**Work to do:** Extract every line in the data below that contains the string "white", and copy each one unchanged in its original order.

**Given data:**
....

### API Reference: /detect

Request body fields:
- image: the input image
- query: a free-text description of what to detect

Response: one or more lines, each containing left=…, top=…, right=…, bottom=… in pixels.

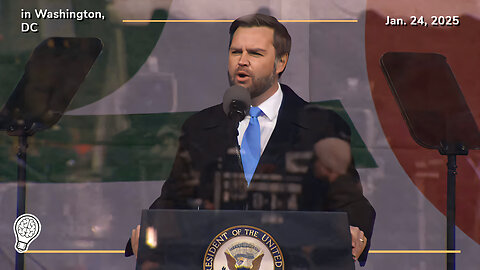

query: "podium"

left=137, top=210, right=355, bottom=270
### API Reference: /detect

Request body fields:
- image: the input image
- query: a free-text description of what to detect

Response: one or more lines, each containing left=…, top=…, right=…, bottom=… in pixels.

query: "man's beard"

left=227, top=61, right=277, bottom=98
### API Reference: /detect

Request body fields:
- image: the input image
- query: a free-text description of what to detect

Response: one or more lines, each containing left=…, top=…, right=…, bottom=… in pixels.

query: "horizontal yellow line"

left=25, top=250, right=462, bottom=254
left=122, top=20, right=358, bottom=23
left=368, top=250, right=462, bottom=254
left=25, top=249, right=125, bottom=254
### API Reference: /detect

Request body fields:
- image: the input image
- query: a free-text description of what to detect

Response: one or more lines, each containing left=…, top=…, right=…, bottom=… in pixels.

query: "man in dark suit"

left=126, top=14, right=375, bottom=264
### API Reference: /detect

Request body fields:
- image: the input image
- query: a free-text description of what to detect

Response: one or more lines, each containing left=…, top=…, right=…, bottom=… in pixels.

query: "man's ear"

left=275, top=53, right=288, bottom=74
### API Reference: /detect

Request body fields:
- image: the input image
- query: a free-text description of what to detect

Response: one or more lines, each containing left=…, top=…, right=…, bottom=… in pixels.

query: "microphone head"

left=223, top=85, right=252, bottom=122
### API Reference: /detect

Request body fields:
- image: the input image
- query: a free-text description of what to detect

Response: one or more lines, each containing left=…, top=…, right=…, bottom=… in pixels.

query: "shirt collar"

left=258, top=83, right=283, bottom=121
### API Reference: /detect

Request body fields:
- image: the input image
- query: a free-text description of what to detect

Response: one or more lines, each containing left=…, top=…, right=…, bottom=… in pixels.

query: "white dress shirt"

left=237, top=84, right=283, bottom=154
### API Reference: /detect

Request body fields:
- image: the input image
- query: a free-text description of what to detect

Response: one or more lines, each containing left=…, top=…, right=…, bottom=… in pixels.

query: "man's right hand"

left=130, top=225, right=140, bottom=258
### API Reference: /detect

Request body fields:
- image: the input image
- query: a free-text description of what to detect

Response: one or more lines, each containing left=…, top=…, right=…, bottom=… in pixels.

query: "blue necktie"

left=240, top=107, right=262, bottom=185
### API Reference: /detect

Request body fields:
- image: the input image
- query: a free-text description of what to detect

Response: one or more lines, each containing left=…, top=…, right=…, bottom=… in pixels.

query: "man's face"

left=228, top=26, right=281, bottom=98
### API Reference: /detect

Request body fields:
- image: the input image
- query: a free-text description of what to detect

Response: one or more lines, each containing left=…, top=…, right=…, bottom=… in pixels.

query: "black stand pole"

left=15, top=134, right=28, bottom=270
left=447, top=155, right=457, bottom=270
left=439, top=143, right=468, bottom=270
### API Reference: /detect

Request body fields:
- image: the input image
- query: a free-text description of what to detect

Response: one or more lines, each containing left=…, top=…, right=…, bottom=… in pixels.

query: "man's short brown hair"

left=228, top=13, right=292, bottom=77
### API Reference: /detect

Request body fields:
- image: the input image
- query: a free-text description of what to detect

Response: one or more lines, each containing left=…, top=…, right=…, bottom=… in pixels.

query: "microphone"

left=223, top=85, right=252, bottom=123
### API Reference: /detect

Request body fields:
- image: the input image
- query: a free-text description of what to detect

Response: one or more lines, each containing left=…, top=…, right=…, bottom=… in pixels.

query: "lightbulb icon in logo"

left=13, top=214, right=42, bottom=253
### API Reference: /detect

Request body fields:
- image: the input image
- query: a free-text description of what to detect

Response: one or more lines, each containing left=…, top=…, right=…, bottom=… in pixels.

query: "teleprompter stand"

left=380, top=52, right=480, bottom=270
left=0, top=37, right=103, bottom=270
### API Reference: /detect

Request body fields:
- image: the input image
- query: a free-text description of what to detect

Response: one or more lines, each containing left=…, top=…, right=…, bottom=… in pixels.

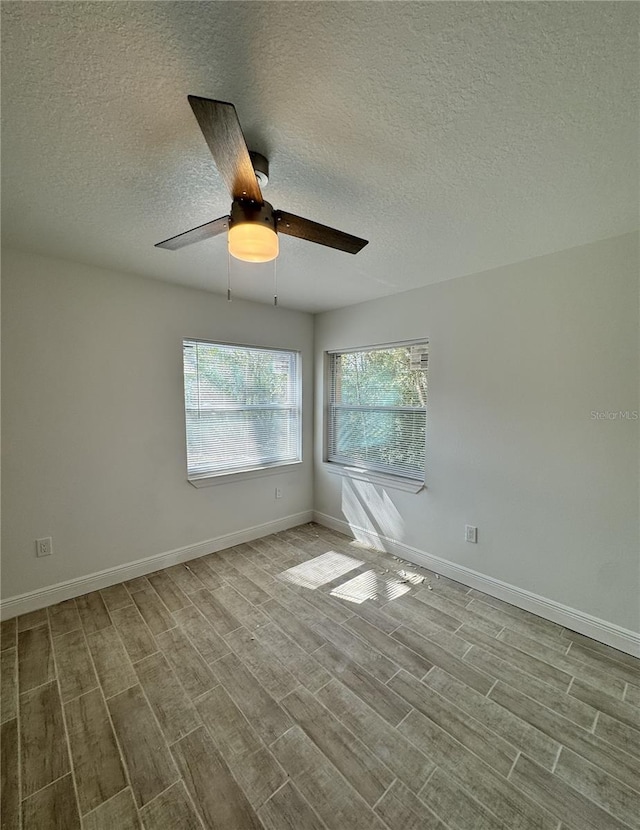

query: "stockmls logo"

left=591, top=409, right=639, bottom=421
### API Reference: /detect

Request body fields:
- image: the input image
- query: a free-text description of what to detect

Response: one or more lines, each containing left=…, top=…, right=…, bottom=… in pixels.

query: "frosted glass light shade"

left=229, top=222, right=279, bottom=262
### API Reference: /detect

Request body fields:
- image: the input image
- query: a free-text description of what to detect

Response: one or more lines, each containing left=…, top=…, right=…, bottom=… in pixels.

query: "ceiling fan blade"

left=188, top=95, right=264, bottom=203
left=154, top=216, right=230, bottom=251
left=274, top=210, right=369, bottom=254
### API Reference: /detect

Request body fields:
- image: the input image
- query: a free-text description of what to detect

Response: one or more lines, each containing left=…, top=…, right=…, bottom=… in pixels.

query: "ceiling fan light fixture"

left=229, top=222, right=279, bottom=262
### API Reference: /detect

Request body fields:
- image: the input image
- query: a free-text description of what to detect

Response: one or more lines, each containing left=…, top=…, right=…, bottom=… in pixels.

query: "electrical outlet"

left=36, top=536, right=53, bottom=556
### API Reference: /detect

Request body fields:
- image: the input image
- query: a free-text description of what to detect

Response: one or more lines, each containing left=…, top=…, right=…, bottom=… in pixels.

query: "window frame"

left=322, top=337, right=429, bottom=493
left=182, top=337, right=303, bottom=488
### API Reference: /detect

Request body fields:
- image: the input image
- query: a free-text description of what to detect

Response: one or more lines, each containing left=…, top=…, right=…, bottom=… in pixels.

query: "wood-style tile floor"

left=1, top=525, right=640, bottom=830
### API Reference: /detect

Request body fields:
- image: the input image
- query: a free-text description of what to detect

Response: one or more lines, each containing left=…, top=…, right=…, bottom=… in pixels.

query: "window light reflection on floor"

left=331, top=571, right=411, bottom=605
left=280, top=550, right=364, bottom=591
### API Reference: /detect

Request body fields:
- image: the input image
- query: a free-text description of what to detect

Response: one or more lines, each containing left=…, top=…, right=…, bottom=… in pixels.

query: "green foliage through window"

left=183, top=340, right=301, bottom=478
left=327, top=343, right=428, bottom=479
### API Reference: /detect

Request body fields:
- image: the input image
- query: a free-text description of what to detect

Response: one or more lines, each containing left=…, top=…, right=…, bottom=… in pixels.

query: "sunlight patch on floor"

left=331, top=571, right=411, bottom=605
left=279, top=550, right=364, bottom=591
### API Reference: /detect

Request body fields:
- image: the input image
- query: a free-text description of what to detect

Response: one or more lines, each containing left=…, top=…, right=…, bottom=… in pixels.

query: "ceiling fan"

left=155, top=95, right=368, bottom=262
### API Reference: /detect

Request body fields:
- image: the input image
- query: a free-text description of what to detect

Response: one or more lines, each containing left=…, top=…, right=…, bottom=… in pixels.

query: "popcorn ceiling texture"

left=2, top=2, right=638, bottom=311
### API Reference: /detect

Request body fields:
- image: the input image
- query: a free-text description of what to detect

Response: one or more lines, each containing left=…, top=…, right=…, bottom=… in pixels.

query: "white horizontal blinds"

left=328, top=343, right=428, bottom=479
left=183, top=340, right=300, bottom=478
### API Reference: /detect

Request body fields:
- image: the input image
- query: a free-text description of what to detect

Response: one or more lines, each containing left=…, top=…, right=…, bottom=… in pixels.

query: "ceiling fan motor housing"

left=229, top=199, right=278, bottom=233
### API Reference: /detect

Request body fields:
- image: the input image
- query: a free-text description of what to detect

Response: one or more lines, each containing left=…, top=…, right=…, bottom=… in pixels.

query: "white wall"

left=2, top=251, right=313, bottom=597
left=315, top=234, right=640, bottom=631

....

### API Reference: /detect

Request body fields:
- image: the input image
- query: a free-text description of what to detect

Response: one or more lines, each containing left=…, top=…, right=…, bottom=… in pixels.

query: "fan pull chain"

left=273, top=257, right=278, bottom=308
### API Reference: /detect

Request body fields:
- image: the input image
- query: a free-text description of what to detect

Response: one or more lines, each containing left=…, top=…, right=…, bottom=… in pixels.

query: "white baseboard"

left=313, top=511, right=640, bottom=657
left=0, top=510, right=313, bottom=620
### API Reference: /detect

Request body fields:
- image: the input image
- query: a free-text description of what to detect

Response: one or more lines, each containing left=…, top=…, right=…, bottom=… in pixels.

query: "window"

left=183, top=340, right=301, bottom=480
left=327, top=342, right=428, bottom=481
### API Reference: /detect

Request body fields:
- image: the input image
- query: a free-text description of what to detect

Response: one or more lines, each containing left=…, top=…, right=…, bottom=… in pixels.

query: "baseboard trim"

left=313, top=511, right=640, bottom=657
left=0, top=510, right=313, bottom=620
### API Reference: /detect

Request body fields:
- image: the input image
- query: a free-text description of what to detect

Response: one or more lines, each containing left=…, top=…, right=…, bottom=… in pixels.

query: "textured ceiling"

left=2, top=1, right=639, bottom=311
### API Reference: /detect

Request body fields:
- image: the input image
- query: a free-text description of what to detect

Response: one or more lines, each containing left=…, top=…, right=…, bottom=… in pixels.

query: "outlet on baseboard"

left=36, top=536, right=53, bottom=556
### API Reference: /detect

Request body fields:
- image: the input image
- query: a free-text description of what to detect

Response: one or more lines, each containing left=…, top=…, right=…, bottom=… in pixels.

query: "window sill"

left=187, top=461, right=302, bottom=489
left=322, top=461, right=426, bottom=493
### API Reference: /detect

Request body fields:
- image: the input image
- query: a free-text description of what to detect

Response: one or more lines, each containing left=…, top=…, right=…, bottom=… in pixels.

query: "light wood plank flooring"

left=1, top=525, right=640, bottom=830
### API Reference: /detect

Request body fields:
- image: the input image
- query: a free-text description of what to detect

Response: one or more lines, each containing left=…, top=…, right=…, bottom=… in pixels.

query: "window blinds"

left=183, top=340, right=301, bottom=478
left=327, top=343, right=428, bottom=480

....

**Response to this exercise:**
query: "white dress shirt"
query: "white horizontal blinds"
query: "white wall"
query: "white baseboard"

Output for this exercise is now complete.